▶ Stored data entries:
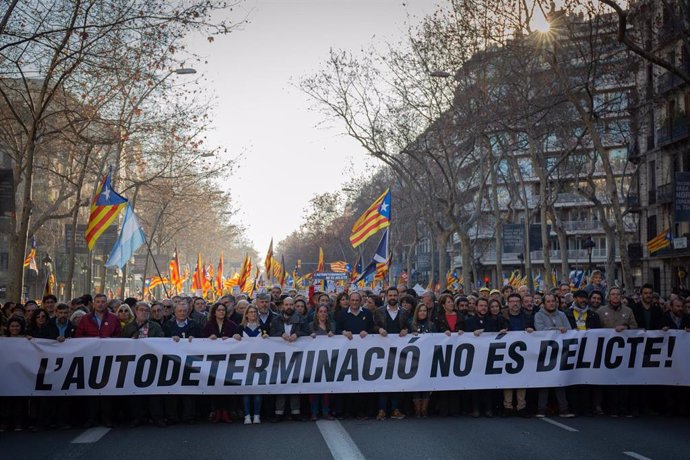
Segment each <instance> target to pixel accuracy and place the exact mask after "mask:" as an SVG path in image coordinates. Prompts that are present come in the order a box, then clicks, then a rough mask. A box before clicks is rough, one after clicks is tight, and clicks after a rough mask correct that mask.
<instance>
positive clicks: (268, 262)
mask: <svg viewBox="0 0 690 460" xmlns="http://www.w3.org/2000/svg"><path fill="white" fill-rule="evenodd" d="M272 263H273V238H271V244H270V245H269V246H268V253H266V260H264V269H265V270H266V276H267V277H268V279H269V281H270V280H271V264H272Z"/></svg>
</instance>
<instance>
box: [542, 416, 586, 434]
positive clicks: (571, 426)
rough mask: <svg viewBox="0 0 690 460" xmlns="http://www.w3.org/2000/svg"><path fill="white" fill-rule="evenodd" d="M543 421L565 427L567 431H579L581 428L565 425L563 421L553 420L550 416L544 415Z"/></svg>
mask: <svg viewBox="0 0 690 460" xmlns="http://www.w3.org/2000/svg"><path fill="white" fill-rule="evenodd" d="M541 421H543V422H546V423H550V424H551V425H553V426H557V427H558V428H563V429H564V430H566V431H572V432H577V431H579V430H577V429H575V428H573V427H572V426H568V425H564V424H562V423H561V422H557V421H555V420H551V419H550V418H547V417H544V418H542V419H541Z"/></svg>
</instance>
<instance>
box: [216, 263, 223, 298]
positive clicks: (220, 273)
mask: <svg viewBox="0 0 690 460" xmlns="http://www.w3.org/2000/svg"><path fill="white" fill-rule="evenodd" d="M224 270H225V268H224V266H223V253H222V252H221V253H220V259H219V260H218V272H217V273H216V293H217V294H218V297H220V296H222V295H223V271H224Z"/></svg>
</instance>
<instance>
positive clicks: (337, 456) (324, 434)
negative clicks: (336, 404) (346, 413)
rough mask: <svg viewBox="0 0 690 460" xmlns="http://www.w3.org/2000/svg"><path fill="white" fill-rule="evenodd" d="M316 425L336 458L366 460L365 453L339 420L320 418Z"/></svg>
mask: <svg viewBox="0 0 690 460" xmlns="http://www.w3.org/2000/svg"><path fill="white" fill-rule="evenodd" d="M316 426H317V428H318V429H319V431H320V432H321V436H323V440H324V441H326V445H327V446H328V449H329V450H330V451H331V455H333V458H334V459H335V460H341V459H346V460H364V458H365V457H364V454H362V451H361V450H359V447H357V444H355V442H354V441H353V440H352V438H351V437H350V435H349V434H348V432H347V431H346V430H345V428H344V427H343V425H342V424H341V423H340V422H339V421H337V420H319V421H317V422H316Z"/></svg>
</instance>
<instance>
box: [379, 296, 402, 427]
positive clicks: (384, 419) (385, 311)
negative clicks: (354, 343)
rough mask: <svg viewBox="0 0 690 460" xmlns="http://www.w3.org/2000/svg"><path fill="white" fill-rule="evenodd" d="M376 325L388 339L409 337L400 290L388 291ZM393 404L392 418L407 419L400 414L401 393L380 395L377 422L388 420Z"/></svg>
mask: <svg viewBox="0 0 690 460" xmlns="http://www.w3.org/2000/svg"><path fill="white" fill-rule="evenodd" d="M374 325H375V328H376V331H377V332H378V333H379V334H380V335H381V336H382V337H386V336H387V335H388V334H389V333H390V334H397V335H399V336H401V337H404V336H405V335H407V312H406V311H405V309H403V308H400V307H399V306H398V290H397V289H396V288H395V287H393V286H391V287H389V288H388V290H387V291H386V304H385V305H384V306H383V307H380V308H377V309H376V311H375V312H374ZM389 400H390V403H391V418H392V419H396V420H400V419H403V418H405V414H403V413H402V412H400V409H399V408H398V404H399V402H400V393H380V394H379V412H378V415H377V416H376V420H379V421H381V420H385V419H386V409H387V406H388V401H389Z"/></svg>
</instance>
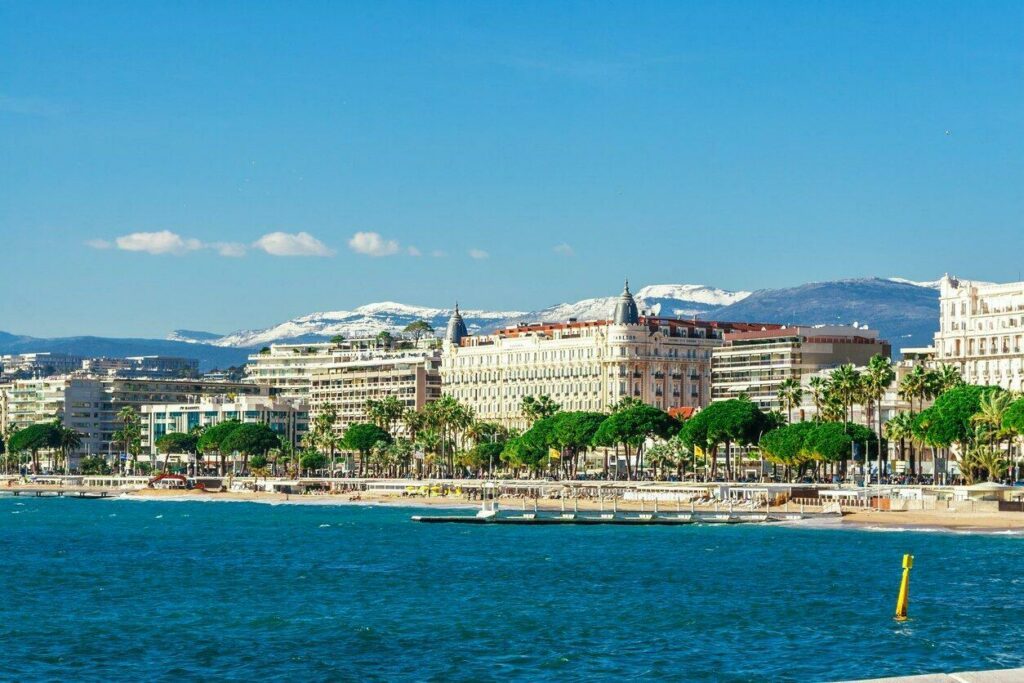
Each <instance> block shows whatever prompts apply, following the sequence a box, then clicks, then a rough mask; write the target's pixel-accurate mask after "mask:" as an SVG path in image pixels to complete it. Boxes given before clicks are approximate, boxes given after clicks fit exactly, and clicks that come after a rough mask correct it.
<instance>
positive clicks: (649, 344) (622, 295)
mask: <svg viewBox="0 0 1024 683" xmlns="http://www.w3.org/2000/svg"><path fill="white" fill-rule="evenodd" d="M608 312H609V314H610V316H609V318H608V319H603V321H577V319H569V321H567V322H564V323H543V324H541V323H539V324H522V325H519V326H516V327H512V328H507V329H504V330H499V331H497V332H495V333H493V334H487V335H478V336H470V335H469V334H468V333H467V331H466V326H465V323H464V322H463V319H462V316H461V314H460V313H459V310H458V307H457V308H456V311H455V313H454V314H453V316H452V319H451V321H450V323H449V328H447V332H446V334H445V340H444V353H443V356H442V361H441V370H440V372H441V381H442V386H443V389H444V393H446V394H451V395H453V396H454V397H455V398H457V399H458V400H460V401H461V402H463V403H465V404H467V405H469V407H470V408H472V409H473V410H474V411H475V413H476V416H477V418H478V419H480V420H485V421H489V422H498V423H501V424H504V425H506V426H508V427H515V428H523V427H525V426H526V421H525V419H524V417H523V415H522V413H521V410H520V407H521V403H522V399H523V398H524V397H526V396H530V395H532V396H537V395H541V394H547V395H548V396H550V397H551V398H552V399H554V400H555V401H556V402H558V403H559V404H560V405H561V408H562V409H563V410H566V411H596V412H606V411H609V410H610V409H611V408H612V407H613V405H614V404H615V403H616V402H618V401H620V400H622V399H623V398H625V397H632V398H637V399H639V400H642V401H644V402H646V403H648V404H650V405H655V407H657V408H660V409H663V410H666V411H668V410H673V409H682V408H694V409H695V408H700V407H702V405H706V404H707V403H708V402H709V401H710V400H711V359H712V351H713V350H714V349H715V348H717V347H719V346H721V345H722V344H723V343H724V336H725V334H727V333H729V332H734V331H745V330H751V329H754V328H755V326H751V325H746V324H741V323H739V324H737V323H715V322H705V321H688V319H679V318H671V317H654V316H648V315H644V314H641V311H639V310H638V308H637V304H636V301H635V300H634V298H633V295H632V293H631V292H630V289H629V284H628V283H627V286H626V288H625V289H624V291H623V293H622V295H621V296H620V298H618V300H617V302H616V303H615V305H614V309H613V310H610V311H608ZM757 327H759V328H760V327H761V326H757Z"/></svg>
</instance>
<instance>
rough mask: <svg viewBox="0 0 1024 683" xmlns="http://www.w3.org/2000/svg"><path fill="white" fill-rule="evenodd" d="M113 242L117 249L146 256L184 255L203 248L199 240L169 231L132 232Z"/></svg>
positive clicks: (123, 234) (124, 235) (202, 244)
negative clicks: (169, 254)
mask: <svg viewBox="0 0 1024 683" xmlns="http://www.w3.org/2000/svg"><path fill="white" fill-rule="evenodd" d="M114 242H115V244H117V246H118V249H121V250H124V251H140V252H145V253H146V254H184V253H187V252H190V251H196V250H197V249H202V248H203V243H202V242H200V241H199V240H194V239H191V238H182V237H181V236H180V234H178V233H177V232H171V231H170V230H160V231H158V232H132V233H130V234H123V236H121V237H120V238H117V239H116V240H115V241H114Z"/></svg>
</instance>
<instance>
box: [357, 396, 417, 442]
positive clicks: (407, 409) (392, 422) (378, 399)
mask: <svg viewBox="0 0 1024 683" xmlns="http://www.w3.org/2000/svg"><path fill="white" fill-rule="evenodd" d="M407 410H408V409H407V408H406V404H404V403H403V402H402V401H400V400H398V398H397V397H396V396H393V395H388V396H384V397H383V398H380V399H375V398H371V399H369V400H368V401H367V403H366V408H365V413H366V415H367V417H368V418H369V419H370V422H372V423H374V424H375V425H377V426H378V427H380V428H381V429H384V430H386V431H387V432H388V433H390V434H391V435H394V432H395V428H396V427H397V425H398V424H400V423H401V419H402V417H403V416H404V415H406V411H407Z"/></svg>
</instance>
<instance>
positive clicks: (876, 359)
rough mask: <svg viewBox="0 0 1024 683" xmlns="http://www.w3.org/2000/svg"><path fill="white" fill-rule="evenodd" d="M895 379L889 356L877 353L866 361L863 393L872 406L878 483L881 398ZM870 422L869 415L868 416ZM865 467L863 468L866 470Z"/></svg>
mask: <svg viewBox="0 0 1024 683" xmlns="http://www.w3.org/2000/svg"><path fill="white" fill-rule="evenodd" d="M895 379H896V371H895V369H893V364H892V360H891V359H890V358H887V357H886V356H884V355H882V354H881V353H877V354H874V355H872V356H871V358H870V359H869V360H868V361H867V370H866V371H865V372H864V375H863V384H864V386H863V394H864V398H865V399H866V400H867V402H868V403H869V404H871V405H873V407H874V414H876V423H877V429H876V431H874V433H876V434H877V435H878V439H877V441H878V445H879V451H878V454H876V455H877V456H878V458H877V460H878V467H879V483H882V399H883V398H884V397H885V395H886V391H887V390H888V389H889V387H890V386H892V383H893V381H895ZM867 421H868V423H870V417H868V420H867ZM866 469H867V468H865V471H866Z"/></svg>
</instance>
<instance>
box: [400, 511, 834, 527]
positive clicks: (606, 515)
mask: <svg viewBox="0 0 1024 683" xmlns="http://www.w3.org/2000/svg"><path fill="white" fill-rule="evenodd" d="M836 516H838V515H835V514H827V515H822V514H806V513H805V514H799V513H792V514H790V513H770V514H766V513H764V512H733V513H727V512H722V513H718V512H683V513H663V514H654V513H649V514H624V513H597V514H595V513H575V512H572V513H561V514H559V513H557V512H555V513H548V514H544V513H532V514H529V513H525V514H508V515H502V514H496V515H489V516H480V515H414V516H413V521H417V522H424V523H427V524H518V525H528V526H540V525H557V524H569V525H577V526H590V525H597V524H610V525H622V526H678V525H682V524H759V523H760V524H764V523H771V522H782V521H797V520H800V519H808V518H810V517H836Z"/></svg>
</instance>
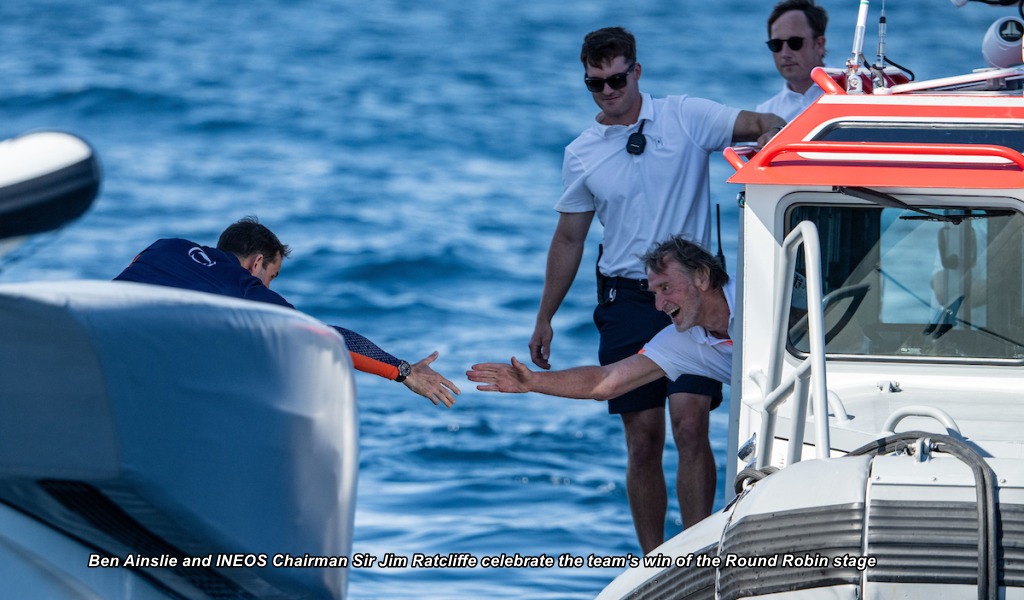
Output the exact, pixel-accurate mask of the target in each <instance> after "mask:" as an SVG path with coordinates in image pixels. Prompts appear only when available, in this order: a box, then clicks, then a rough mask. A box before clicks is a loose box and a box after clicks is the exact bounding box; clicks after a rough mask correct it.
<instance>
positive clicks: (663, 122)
mask: <svg viewBox="0 0 1024 600" xmlns="http://www.w3.org/2000/svg"><path fill="white" fill-rule="evenodd" d="M580 59H581V61H582V62H583V67H584V83H585V84H586V87H587V90H588V91H589V92H590V93H591V95H592V96H593V98H594V102H596V103H597V105H598V108H600V110H601V112H600V113H598V115H597V117H596V118H595V121H596V122H595V123H594V124H593V125H592V126H591V127H590V128H588V129H587V130H586V131H584V132H583V133H582V134H580V136H579V137H578V138H577V139H575V140H573V141H572V142H571V143H570V144H569V145H568V146H566V148H565V156H564V160H563V163H562V179H563V184H564V191H563V194H562V197H561V199H560V200H559V201H558V203H557V204H556V205H555V210H557V211H558V212H559V213H560V216H559V219H558V224H557V226H556V229H555V233H554V237H553V239H552V241H551V247H550V249H549V251H548V262H547V271H546V275H545V282H544V292H543V295H542V298H541V305H540V308H539V309H538V314H537V324H536V327H535V330H534V335H532V337H531V338H530V341H529V350H530V358H531V359H532V361H534V363H535V365H537V366H538V367H540V368H541V369H545V370H548V369H550V368H551V365H550V363H549V361H548V360H549V357H550V353H551V341H552V337H553V330H552V327H551V320H552V317H554V315H555V312H556V311H557V310H558V307H559V306H560V305H561V303H562V300H563V299H564V298H565V294H566V293H567V292H568V290H569V287H570V286H571V285H572V281H573V280H574V278H575V274H577V271H578V270H579V268H580V263H581V259H582V256H583V252H584V243H585V242H586V239H587V233H588V232H589V230H590V226H591V223H592V221H593V219H594V215H595V214H596V215H597V217H598V219H600V221H601V223H602V224H603V225H604V239H603V244H602V252H601V256H600V258H599V259H598V273H597V278H598V306H597V307H596V308H595V310H594V322H595V324H596V325H597V328H598V331H599V333H600V348H599V350H598V358H599V360H600V362H601V363H602V365H608V363H612V362H616V361H618V360H622V359H623V358H626V357H628V356H632V355H634V354H636V353H637V352H638V351H640V349H641V348H642V347H643V346H644V344H645V343H646V342H648V341H649V340H650V339H651V338H652V337H654V334H656V333H657V332H658V331H660V330H663V329H665V328H666V327H667V326H668V325H669V324H670V323H671V319H670V318H669V316H668V315H667V314H666V313H665V312H660V311H658V310H657V309H656V308H655V306H654V295H653V294H652V293H651V292H650V291H648V290H647V281H646V278H645V277H646V276H647V275H646V273H645V271H644V267H643V264H641V261H640V258H639V257H640V256H642V255H643V254H644V253H645V252H647V251H648V250H649V249H650V248H651V247H652V246H653V245H654V244H655V243H658V242H664V241H666V240H669V239H670V238H672V237H673V235H674V234H677V233H682V234H683V235H684V237H686V238H687V239H689V240H690V241H691V242H694V243H697V244H701V245H703V246H705V247H707V246H708V244H709V243H710V242H711V210H710V205H711V198H710V197H711V188H710V181H709V178H710V175H709V172H708V167H709V161H710V156H711V154H712V153H713V152H716V151H720V149H722V148H724V147H725V146H727V145H729V144H730V143H734V142H737V141H755V140H757V141H758V142H759V143H760V144H763V143H764V142H765V141H767V140H768V139H769V137H770V136H771V135H772V134H774V133H777V131H778V130H779V129H781V128H782V126H783V125H784V122H783V121H782V120H781V119H780V118H778V117H776V116H775V115H767V114H758V113H751V112H749V111H740V110H738V109H732V108H729V106H725V105H723V104H720V103H718V102H713V101H711V100H706V99H701V98H694V97H690V96H685V95H684V96H668V97H665V98H652V97H651V96H650V95H649V94H645V93H641V92H640V87H639V82H640V77H641V75H642V73H643V70H642V68H641V66H640V62H638V61H637V52H636V40H635V38H634V37H633V35H632V34H631V33H630V32H628V31H626V30H625V29H623V28H606V29H601V30H598V31H595V32H592V33H590V34H588V35H587V36H586V38H585V40H584V44H583V49H582V51H581V54H580ZM666 396H669V398H670V400H669V406H670V415H671V420H672V430H673V433H674V436H675V439H676V445H677V447H678V448H679V455H680V458H679V465H680V467H679V474H678V476H677V488H678V492H679V504H680V507H681V509H682V511H681V512H682V514H683V524H684V526H690V525H693V524H694V523H696V522H697V521H699V520H700V519H702V518H705V517H707V516H708V515H709V514H711V510H712V506H713V505H714V499H715V484H716V469H715V459H714V455H713V454H712V449H711V443H710V441H709V439H708V423H709V412H710V411H711V410H712V409H713V408H714V406H716V405H718V403H719V402H721V399H722V384H721V383H720V382H718V381H715V380H713V379H709V378H703V377H691V376H683V377H681V378H679V379H678V380H676V381H668V380H667V379H665V378H660V379H659V380H658V381H655V382H652V383H650V384H648V385H646V386H643V387H640V388H638V389H636V390H633V391H630V392H629V393H626V394H625V395H623V396H620V397H617V398H613V399H611V400H610V401H609V402H608V412H609V413H611V414H617V415H620V416H621V418H622V420H623V425H624V427H625V431H626V445H627V451H628V463H627V474H626V486H627V494H628V496H629V501H630V509H631V511H632V513H633V523H634V526H635V527H636V531H637V537H638V539H639V541H640V547H641V548H642V549H643V551H644V553H647V552H650V551H651V550H653V549H654V548H655V547H657V546H658V545H660V544H662V542H663V540H664V537H665V517H666V511H667V506H668V492H667V487H666V481H665V472H664V470H663V467H662V455H663V453H664V449H665V431H666V424H665V404H666V401H665V400H666Z"/></svg>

▶ Exercise description:
Print the lines above from the one with "box: [542, 416, 586, 434]" through the one with "box: [216, 263, 223, 298]", both included, exactly as written and nothing more.

▶ Solution to this exercise:
box: [542, 416, 586, 434]
positive clicks: (571, 426)
rough mask: <svg viewBox="0 0 690 460" xmlns="http://www.w3.org/2000/svg"><path fill="white" fill-rule="evenodd" d="M543 421L565 427L567 431H579L581 428L565 425L563 421L553 420L550 416L544 415Z"/></svg>
mask: <svg viewBox="0 0 690 460" xmlns="http://www.w3.org/2000/svg"><path fill="white" fill-rule="evenodd" d="M541 421H543V422H546V423H550V424H551V425H553V426H557V427H558V428H563V429H564V430H566V431H572V432H577V431H579V430H577V429H575V428H573V427H572V426H568V425H564V424H562V423H561V422H557V421H555V420H551V419H550V418H547V417H544V418H542V419H541Z"/></svg>
</instance>
<instance>
box: [216, 263, 223, 298]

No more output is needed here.